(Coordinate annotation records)
---------------
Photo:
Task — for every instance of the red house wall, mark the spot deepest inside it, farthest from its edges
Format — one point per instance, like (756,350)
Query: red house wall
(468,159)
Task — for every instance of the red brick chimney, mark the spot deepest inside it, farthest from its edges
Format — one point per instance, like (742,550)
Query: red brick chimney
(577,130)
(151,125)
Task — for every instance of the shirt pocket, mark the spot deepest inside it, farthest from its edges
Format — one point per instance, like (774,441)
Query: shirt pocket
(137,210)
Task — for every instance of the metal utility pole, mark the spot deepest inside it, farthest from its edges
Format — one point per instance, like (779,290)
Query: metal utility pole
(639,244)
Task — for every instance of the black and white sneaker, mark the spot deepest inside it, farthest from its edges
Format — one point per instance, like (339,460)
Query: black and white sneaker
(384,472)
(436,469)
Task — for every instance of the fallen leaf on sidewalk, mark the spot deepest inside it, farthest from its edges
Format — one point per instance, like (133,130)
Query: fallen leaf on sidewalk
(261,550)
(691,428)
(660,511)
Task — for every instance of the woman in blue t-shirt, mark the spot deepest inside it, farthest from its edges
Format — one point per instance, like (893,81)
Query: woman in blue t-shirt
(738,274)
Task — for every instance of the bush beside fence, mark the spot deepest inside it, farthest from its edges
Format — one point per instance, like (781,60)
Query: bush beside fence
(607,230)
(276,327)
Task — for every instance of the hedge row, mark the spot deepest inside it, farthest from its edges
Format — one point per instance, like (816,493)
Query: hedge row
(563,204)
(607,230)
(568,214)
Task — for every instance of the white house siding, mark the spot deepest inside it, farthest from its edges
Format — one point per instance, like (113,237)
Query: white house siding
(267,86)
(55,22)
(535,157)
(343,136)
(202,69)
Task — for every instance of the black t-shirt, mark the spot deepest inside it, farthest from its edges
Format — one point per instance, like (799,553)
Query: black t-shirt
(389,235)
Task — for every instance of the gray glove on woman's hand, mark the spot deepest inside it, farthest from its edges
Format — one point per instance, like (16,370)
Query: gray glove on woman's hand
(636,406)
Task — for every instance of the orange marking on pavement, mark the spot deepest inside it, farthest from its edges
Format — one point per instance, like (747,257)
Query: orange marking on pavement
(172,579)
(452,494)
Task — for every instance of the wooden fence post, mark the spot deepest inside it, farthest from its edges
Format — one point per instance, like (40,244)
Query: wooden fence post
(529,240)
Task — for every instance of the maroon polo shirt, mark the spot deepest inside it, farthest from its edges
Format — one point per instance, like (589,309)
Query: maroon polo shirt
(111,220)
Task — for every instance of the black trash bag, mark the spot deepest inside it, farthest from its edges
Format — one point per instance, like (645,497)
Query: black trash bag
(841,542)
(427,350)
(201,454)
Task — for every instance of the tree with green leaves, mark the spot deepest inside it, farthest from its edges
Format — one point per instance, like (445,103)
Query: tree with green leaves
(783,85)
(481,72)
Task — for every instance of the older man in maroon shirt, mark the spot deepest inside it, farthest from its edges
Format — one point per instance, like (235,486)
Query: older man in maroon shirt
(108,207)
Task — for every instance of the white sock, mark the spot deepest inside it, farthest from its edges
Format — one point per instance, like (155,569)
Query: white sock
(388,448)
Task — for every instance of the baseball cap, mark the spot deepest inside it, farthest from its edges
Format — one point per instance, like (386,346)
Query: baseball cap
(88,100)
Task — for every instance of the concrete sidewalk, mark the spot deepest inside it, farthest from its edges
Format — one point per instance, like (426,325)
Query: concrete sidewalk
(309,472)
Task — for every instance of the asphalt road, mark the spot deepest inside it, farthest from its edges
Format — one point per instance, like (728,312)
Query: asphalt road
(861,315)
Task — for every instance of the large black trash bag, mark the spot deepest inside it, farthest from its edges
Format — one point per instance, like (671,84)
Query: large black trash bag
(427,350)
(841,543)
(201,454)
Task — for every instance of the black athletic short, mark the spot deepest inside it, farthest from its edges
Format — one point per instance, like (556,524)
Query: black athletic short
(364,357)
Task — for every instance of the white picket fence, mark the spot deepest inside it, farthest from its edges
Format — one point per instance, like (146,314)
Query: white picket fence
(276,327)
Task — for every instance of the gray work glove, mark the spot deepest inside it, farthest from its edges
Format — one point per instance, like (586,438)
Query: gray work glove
---------------
Task directions: Format every line of the material above as a JSON array of strings, one string per line, with blank lines omitted.

Exercise response:
[
  "Photo:",
  "Task — for every instance of the red house wall, mark the spot deepest inside it, farthest from its edges",
  "Format — one point per instance, like (756,350)",
  "Query: red house wall",
  "(468,159)",
  "Task — for every instance of the red brick chimney, mark the spot deepest inside it, farthest from its edges",
  "Format — one point per instance, like (742,550)",
  "Query: red brick chimney",
  "(577,130)",
  "(151,125)",
  "Task — for every instance of the shirt pocket, mark the spot deepest inside it, farthest from its edges",
  "Format — one point per instance, like (774,441)",
  "Query: shirt pocket",
  "(137,210)",
  "Task — for every instance of the metal utility pole, mark the spot deepest inside it, farthest from its edges",
  "Format — one point per instance, like (779,290)",
  "Query: metal utility pole",
  "(639,244)",
  "Task — for every instance of the black and white sneaker, mark the spot deepest inside it, farthest from its edges",
  "Format — one point per instance, like (339,460)",
  "Query: black and white sneaker",
  "(384,472)",
  "(436,469)",
  "Task — for every instance of the fallen leaf on sidewalk, mark the spot deepest inside it, farthest from its edges",
  "Format — one point per instance, like (133,130)",
  "Query: fallen leaf on sidewalk",
  "(261,550)",
  "(691,428)",
  "(660,511)",
  "Task — for every instance of the woman in blue t-shirt, mark the spot deepest inside it, farthest from its edges",
  "Format — one point per instance, like (893,81)",
  "Query: woman in blue t-shirt",
  "(738,274)",
  "Task — for every instance of the bush beside fence, mark the spot deepest inside it, farthest from its edges",
  "Format — one point per instance, like (781,60)",
  "Query: bush beside fence",
  "(607,230)",
  "(276,327)",
  "Task — for every instance of the hedge row, mark the spot deepest inside it, farthest from its edges",
  "Format — one point per instance, like (816,493)",
  "Query: hedge row",
  "(563,204)",
  "(607,230)",
  "(568,214)",
  "Task — for every instance of the white house siding, mark the spot deepest inside it, farthest from its edges",
  "Format — one point per instance, like (113,237)",
  "Query: white house siding",
  "(267,86)",
  "(55,22)",
  "(535,157)",
  "(343,136)",
  "(202,69)",
  "Task — for every instance of the black t-shirt, mark the spot deepest inside it, farthest from its edges",
  "Format — one point per instance, like (799,553)",
  "Query: black t-shirt",
  "(389,235)",
  "Task — for every instance of the gray glove on woman's hand, mark the spot deepest inside it, farthest from its edges",
  "Format — one point per instance, like (16,370)",
  "Query: gray glove on woman's hand",
  "(636,406)",
  "Task — for every instance of the orange marking on pavement, mark the spot deepest inside it, farthest from its edges",
  "Format — one point per instance, like (747,257)",
  "Query: orange marking on pavement",
  "(172,579)",
  "(452,494)",
  "Task — for every instance of the wooden fence post, mark the spot deepest inside it, farthest from its edges",
  "Format — one point per instance, like (40,244)",
  "Query: wooden fence post",
  "(529,240)",
  "Task — for every instance of the maroon polo shirt, mark the spot deepest inside it, farthest from its edges",
  "Format — one point per instance, like (589,309)",
  "Query: maroon polo shirt",
  "(111,220)",
  "Task — for every instance of the black trash bag, mark the spot deepest inside it, farthest from its edges",
  "Format — one point per instance, like (645,497)",
  "Query: black trash bag",
  "(841,542)",
  "(427,350)",
  "(201,454)",
  "Task — for every instance of the tree with green leaves, mark the spot deepest inside it, farthest from its edges",
  "Format — one point per instance, like (445,103)",
  "Query: tree with green leaves",
  "(783,85)",
  "(481,72)",
  "Task — for every instance of the older man in maroon shirt, mark the spot deepest inside it, farthest from its edges",
  "Format — one point per instance, like (235,486)",
  "Query: older man in maroon shirt",
  "(108,207)",
  "Task — for every instance of the white sock, mark the spot deepest inside it, farthest from its edges",
  "Format — one point per instance, like (155,569)",
  "Query: white sock",
  "(388,448)",
  "Task — for every instance of the baseball cap, mark the spot deepest inside it, farthest from its edges",
  "Format — one point per instance, like (386,346)",
  "Query: baseball cap",
  "(88,100)",
  "Task — for every instance of the concrete sidewalk, mark the spot deepest inside it, farthest from its edges",
  "Format — one point per instance, like (426,325)",
  "Query: concrete sidewalk",
  "(309,472)",
  "Task — for every instance of the asphalt road, mark the spot deepest inside it, farthest from its edges",
  "Format — one point per instance, like (728,312)",
  "Query: asphalt road",
  "(861,315)",
  "Task — for every instance of the large black trash bag, mark the spot deepest inside it, farthest from its edges",
  "Format — one point per instance, like (671,84)",
  "Query: large black trash bag",
  "(427,350)",
  "(841,543)",
  "(201,454)",
  "Task — for every instance of the black athletic short, mark the spot deepest inside it, farthest from its edges",
  "Format — one point per instance, like (556,524)",
  "Query: black athletic short",
  "(364,357)",
  "Task — for every instance of the white picket fence, mark the spot deepest inside it, farthest from its edges",
  "Format — one point per instance, like (146,314)",
  "Query: white picket fence",
  "(276,327)",
  "Task — for every instance of the gray work glove, mark the spot deepest inside it, farthest from its edges",
  "Format — one point per instance, like (586,438)",
  "Query: gray work glove"
]